**Texte présenté**
⁂

Voxaniennes, Voxaniens,
Ces jours sont difficiles pour la Voxanie : les "expatriés", comme moi qui vivent Voxan par passion dans leur région lointaine ; les "Voxaniens du cru", qui ont vécu avec Voxan dans la Voxanie natale, et pour la plupart accompagné Voxan dans son histoire ; et enfin les Voxaniens qui y travaillent (laissez-moi encore l'écrire au présent) et qui ont donné à Voxan des lettres de noblesse qui sont désormais inscrites au feu dans l'histoire de la moto en France (notez bien, je n'ai pas dit : "de la moto française", sauf le respect de Vadimof et de ses compères). Tous ont deux phares pour les guider et les rassembler (le premier qui dit : "une speed triple", il sort) : un moteur à 72°, et un club, tous deux strictement indisociables de la marque. Le trio gagnant comme en zéro pendant Jésus-Christ.
La décision d'un tribunal, pour "de commerce" qu'il soit*, est un évènement lourd, tant émotionnellement que pratiquement, car il donne la "voix de l'État", la décision officielle de notre pays et de notre société sur nos actes. Et l'État a jugé : Voxan ne peut plus vivre, il faut l'abattre.
Inutile de revenir ici sur le contexte économique qui a aboutit à cette situation, d'autant que de ma lointaine région je n'ai pas la connaissance de ceux qui l'ont vécu au quotidien, qui ont vu leur environnement changer et qui ont changé eux-même leur façon de travailler à plusieurs reprises pour tenter de s'adapter et de faire face. Nous savons qu'ils sont allés de l'avant par passion plus que par nécessité alimentaire car les produits de leur travail sont des chefs-d'oeuvre que nous savons tous apprécier à leur juste valeur, et pour ma part au quotidien. Mais il faut croire qu'être des génies dans la construction d'une moto ne suffit pas à faire vivre une entreprise car ils ont traversé des situtations économiques difficiles et la dernière semble être la plus déliquate de toutes, car l'État est allé jusqu'au bout de sa démarche. Je vous laisse également vous remettre en mémoire cette dernière étape en consultant
http://www.vadimof.fr/ et
http://www.motomag.com/, mais retenons que deux candidats étaient sur les rangs pour la reprise de Voxan, tous les deux sérieux (c'est mon avis, n'en déplaise au détracteurs de l'un ou de l'autre) et ayant des projets cohérents, bien que totalement différents.

⁂

**Extrait des données**

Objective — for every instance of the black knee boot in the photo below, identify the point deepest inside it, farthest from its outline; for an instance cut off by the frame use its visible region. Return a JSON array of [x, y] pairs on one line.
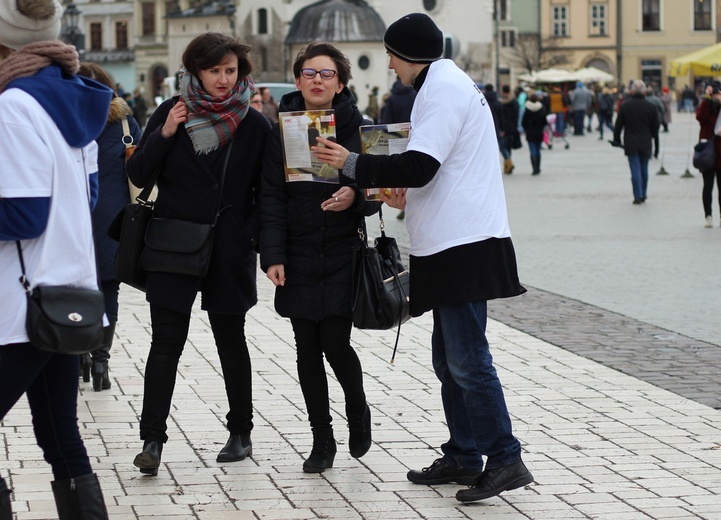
[[323, 453], [6, 512], [100, 370], [79, 498]]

⁂

**Exercices à réaliser**
1. Résumez plus brièvement le paragraphe du texte sur Voxan qui commence par « La décision d'un tribunal », en conservant ses faits essentiels.
2. Reproduisez le passage du texte sur Voxan commençant par « La décision d'un » et se terminant par « il faut l'abattre. ».
Les données constituent un matériau indépendant du texte sur Voxan.

**Réponses attendues**
1. La décision d'un tribunal de commerce pèse lourd, émotionnellement comme pratiquement, car elle exprime la voix de l'État sur nos actes. Or l'État a jugé que Voxan ne peut plus vivre et doit être abattu.

2.
La décision d'un tribunal, pour "de commerce" qu'il soit*, est un évènement lourd, tant émotionnellement que pratiquement, car il donne la "voix de l'État", la décision officielle de notre pays et de notre société sur nos actes. Et l'État a jugé : Voxan ne peut plus vivre, il faut l'abattre.